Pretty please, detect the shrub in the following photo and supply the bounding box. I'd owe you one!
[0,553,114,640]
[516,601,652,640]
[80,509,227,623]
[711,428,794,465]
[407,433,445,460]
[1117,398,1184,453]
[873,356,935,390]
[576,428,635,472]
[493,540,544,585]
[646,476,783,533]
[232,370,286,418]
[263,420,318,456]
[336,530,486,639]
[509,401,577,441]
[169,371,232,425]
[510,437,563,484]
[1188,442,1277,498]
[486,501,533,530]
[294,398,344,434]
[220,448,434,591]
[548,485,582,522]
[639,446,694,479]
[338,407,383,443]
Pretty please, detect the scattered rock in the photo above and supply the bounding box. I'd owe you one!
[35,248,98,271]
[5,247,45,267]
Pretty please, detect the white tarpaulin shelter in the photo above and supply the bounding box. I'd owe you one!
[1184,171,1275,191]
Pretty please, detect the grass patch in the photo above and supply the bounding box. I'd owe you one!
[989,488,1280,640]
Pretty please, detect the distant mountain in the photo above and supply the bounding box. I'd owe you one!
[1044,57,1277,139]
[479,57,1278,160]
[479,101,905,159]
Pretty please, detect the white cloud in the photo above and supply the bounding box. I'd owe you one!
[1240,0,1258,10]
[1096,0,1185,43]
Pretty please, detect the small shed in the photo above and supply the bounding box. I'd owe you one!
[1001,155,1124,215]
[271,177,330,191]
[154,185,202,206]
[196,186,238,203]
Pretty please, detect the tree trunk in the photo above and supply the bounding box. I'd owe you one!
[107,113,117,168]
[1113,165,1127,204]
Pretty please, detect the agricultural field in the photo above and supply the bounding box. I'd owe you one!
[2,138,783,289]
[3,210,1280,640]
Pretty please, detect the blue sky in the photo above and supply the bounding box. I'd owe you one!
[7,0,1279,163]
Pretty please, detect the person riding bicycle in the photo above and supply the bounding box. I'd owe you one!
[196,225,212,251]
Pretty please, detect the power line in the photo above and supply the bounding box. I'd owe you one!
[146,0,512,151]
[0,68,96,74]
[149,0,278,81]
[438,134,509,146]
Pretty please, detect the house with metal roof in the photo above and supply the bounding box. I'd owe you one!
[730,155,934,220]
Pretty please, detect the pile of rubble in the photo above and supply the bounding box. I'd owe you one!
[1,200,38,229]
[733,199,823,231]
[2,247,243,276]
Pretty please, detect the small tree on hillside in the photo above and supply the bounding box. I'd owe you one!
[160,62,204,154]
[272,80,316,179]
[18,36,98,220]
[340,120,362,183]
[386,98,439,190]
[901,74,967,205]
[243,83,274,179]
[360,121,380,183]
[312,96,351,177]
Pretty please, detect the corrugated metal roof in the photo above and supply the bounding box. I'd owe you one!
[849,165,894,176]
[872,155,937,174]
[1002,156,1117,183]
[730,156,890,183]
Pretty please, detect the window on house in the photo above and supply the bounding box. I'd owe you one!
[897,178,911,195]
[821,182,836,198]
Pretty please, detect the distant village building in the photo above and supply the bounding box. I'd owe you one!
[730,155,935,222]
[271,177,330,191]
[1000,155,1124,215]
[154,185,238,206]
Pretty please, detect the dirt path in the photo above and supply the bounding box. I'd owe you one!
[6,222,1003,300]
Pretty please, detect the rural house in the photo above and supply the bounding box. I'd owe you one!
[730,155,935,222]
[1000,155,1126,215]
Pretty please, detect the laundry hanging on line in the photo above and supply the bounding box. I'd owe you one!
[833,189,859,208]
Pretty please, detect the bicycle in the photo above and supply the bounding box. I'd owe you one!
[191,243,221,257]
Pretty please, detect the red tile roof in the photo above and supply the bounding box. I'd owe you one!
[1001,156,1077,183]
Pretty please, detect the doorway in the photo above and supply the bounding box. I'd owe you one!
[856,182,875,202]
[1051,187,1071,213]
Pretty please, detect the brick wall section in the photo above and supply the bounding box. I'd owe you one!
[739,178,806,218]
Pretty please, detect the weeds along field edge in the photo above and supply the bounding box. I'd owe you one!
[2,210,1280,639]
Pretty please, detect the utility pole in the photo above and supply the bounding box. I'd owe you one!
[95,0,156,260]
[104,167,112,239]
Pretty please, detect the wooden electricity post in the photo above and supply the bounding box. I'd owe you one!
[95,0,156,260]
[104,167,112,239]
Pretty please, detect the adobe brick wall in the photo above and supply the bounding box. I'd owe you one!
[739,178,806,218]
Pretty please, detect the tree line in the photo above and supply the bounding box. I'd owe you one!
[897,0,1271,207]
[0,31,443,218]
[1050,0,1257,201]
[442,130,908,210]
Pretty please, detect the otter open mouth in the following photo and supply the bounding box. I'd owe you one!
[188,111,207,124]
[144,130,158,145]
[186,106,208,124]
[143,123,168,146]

» **WHAT YOU HAVE TO DO**
A word-for-word copy of the data is what should be returned.

» **RESPONSE**
Pretty please, detect the shrub in the following photo and supply the bounding box. I'd owe you one!
[0,553,114,640]
[516,601,652,640]
[80,509,227,623]
[711,428,794,465]
[407,433,445,460]
[1117,398,1184,453]
[873,356,935,390]
[576,428,635,472]
[493,540,544,585]
[646,476,783,533]
[232,370,286,418]
[263,420,318,456]
[336,530,486,639]
[509,401,577,441]
[169,371,232,425]
[510,437,563,484]
[1188,442,1277,498]
[486,501,533,530]
[294,398,344,434]
[220,448,434,591]
[548,485,582,522]
[639,446,694,479]
[338,407,383,443]
Pretty please, detect the scattered rock in the photo above and supply the bounding box. I'd owe you one!
[35,248,98,271]
[5,247,45,267]
Pretty please, detect the white tarpaulin shelter in the photo above and supply the bounding box. I'd owe you one!
[1184,171,1275,191]
Pretty please, detect the grass patch in the photo above and supply the bounding box. I'd owe you one!
[989,488,1280,640]
Pretty please, detect the distant mountain in the photo above and supply the bounding box. I'd owe you one!
[1044,57,1277,139]
[479,57,1278,160]
[479,101,905,159]
Pretty please, detect the white cloud in the photo above and supply the bounding box. I'd owe you one!
[1240,0,1258,10]
[1096,0,1185,43]
Pretty please, detect the small shed in the photo above and supply the bounding box. I'd owe you one!
[1001,155,1124,215]
[271,177,330,191]
[154,185,202,206]
[196,186,238,203]
Pretty please, detect the tree trunk in the photo above and supply the bounding box. I'd owe you one!
[107,113,117,168]
[1113,165,1127,204]
Pretty please, detect the agricultural field in the photo above and supply the bounding box. I'd owe you one!
[2,138,783,289]
[3,210,1280,640]
Pretty please, detect the blue sky in the photo above and supply the bounding box. I'd owe you one!
[7,0,1279,163]
Pretty please, detect the person riding bicycle in the photo above and supply the bounding box. I'd owe you one!
[196,225,212,251]
Pretty please, detect the power line in the photo above and supply the bounding box. I'd owe you one!
[146,0,512,151]
[0,68,96,74]
[149,0,278,81]
[438,134,509,146]
Pretty please, detect the house with metal roof in the photo above and supply the bounding box. I'd owe you one!
[730,155,934,220]
Pretty please, detect the pile of rubble in the photo above and supply the bounding box. I'd owe you one!
[1,200,38,229]
[733,199,823,231]
[2,247,243,276]
Pretty please, detect the small tree on hillside in the photo above and supply the bounding box. I'd owe you one!
[160,62,204,154]
[272,80,316,179]
[18,36,98,220]
[340,120,362,183]
[386,98,439,190]
[901,74,967,205]
[243,83,274,179]
[360,121,380,183]
[312,96,351,177]
Pretty please, detect the corrugated metal roof in the photo above and supply the bounding box. I'd owe you one!
[849,165,894,176]
[872,155,937,174]
[1002,156,1117,183]
[730,156,890,183]
Pretty please, detect the window on house in the photo above and supply the bounding box. I'd owe you one!
[897,178,911,195]
[821,182,836,198]
Pretty please, detect the distant village building in the photo above and supply the bounding box. I'd owe you one!
[730,155,935,222]
[271,177,330,191]
[1000,155,1124,215]
[154,185,238,206]
Pretty please, detect the dirt path in the photo above and supply the bounding box. I'd owe you one!
[6,222,1003,300]
Pretty please, detect the rural house in the photo above and supply the bounding box. I'd owe you one!
[730,155,935,222]
[1000,155,1126,215]
Pretty please, detect the laundry hanging on line in the photo above and supply the bounding box. I'd owe you one!
[833,189,859,208]
Pretty please, detect the bicycle in the photo above and supply the bounding box. I'd owe you one!
[191,243,221,257]
Pretty please, detect the red tile roof in the photo above and supply the bounding box. I'd owe you one!
[1001,156,1077,183]
Pretty please, detect the doorway in the photo above and supply the bounding box. I'd owe you one!
[856,182,875,202]
[1051,187,1071,213]
Pretty please, detect the brick wall section in the photo above and supply the bounding box. I'd owe you one!
[739,178,806,218]
Pretty please, detect the weeds along field edge in the photo above and supply the bounding box. I'd owe you one!
[2,210,1280,639]
Pretty please, detect the utility pole in the photo above and supply the bounding box. I'd owe you one!
[95,0,156,260]
[104,167,112,239]
Pretty please, detect the wooden electricity post in the photo above and supply the bounding box. I'd owe you one!
[95,0,156,260]
[104,167,112,239]
Pretty please, detect the adobe brick wall in the photo above and supply the bounding box. I'd owe you one!
[739,178,806,218]
Pretty please, detect the tree line in the photo above and supply the bounding box. I'd owe you one!
[897,0,1271,207]
[0,31,443,218]
[1050,0,1257,201]
[442,130,908,210]
Pretty please, detect the otter open mouth in the following photo and supply the bounding box. I'd owe you one!
[188,111,207,124]
[144,130,158,145]
[186,106,208,124]
[143,123,168,146]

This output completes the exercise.